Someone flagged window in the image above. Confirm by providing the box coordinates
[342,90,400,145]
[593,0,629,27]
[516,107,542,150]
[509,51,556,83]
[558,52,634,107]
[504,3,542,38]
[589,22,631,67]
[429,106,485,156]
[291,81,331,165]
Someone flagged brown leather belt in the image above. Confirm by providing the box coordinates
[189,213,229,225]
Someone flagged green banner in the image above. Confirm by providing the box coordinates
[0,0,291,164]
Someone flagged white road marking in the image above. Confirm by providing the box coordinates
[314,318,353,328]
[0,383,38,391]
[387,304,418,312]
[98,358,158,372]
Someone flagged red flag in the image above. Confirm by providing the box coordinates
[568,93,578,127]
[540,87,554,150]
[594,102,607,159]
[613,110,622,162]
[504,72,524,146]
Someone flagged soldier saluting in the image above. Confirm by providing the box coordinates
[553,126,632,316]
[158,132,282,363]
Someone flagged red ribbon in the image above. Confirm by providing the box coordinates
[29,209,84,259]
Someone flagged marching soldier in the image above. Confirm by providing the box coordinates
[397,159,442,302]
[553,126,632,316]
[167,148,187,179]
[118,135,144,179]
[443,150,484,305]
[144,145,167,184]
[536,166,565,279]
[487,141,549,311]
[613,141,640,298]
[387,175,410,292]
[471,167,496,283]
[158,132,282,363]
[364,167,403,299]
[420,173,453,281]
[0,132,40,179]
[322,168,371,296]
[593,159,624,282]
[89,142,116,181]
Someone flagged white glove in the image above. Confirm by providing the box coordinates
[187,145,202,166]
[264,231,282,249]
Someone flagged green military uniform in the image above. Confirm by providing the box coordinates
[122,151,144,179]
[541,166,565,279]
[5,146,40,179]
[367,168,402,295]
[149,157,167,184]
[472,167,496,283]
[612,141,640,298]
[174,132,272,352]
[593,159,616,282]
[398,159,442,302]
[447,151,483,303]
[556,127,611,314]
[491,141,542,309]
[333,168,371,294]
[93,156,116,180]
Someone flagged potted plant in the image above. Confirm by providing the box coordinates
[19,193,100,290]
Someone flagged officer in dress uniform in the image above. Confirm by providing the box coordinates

...

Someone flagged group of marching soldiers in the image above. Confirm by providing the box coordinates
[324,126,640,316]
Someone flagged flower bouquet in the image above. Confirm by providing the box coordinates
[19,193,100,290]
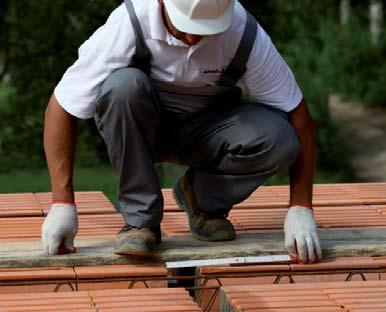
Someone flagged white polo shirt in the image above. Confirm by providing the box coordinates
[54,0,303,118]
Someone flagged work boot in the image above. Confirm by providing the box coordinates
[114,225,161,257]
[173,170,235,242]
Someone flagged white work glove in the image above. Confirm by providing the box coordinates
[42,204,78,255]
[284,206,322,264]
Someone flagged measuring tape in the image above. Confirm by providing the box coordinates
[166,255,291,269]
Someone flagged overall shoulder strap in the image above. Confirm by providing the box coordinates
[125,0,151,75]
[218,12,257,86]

WHAT THE EXERCISE ASKS: Express the records as a Markdown table with the columns Row and Line, one numbered row per line and blank lines left out. Begin at the line that contains "Someone flagged overall" and stop after the line that contains "[218,12,257,86]".

RESPONSE:
| Row | Line |
|---|---|
| 1 | Someone flagged overall shoulder strap in the image above. Confirm by providing the box coordinates |
| 2 | [125,0,151,75] |
| 3 | [218,12,257,86] |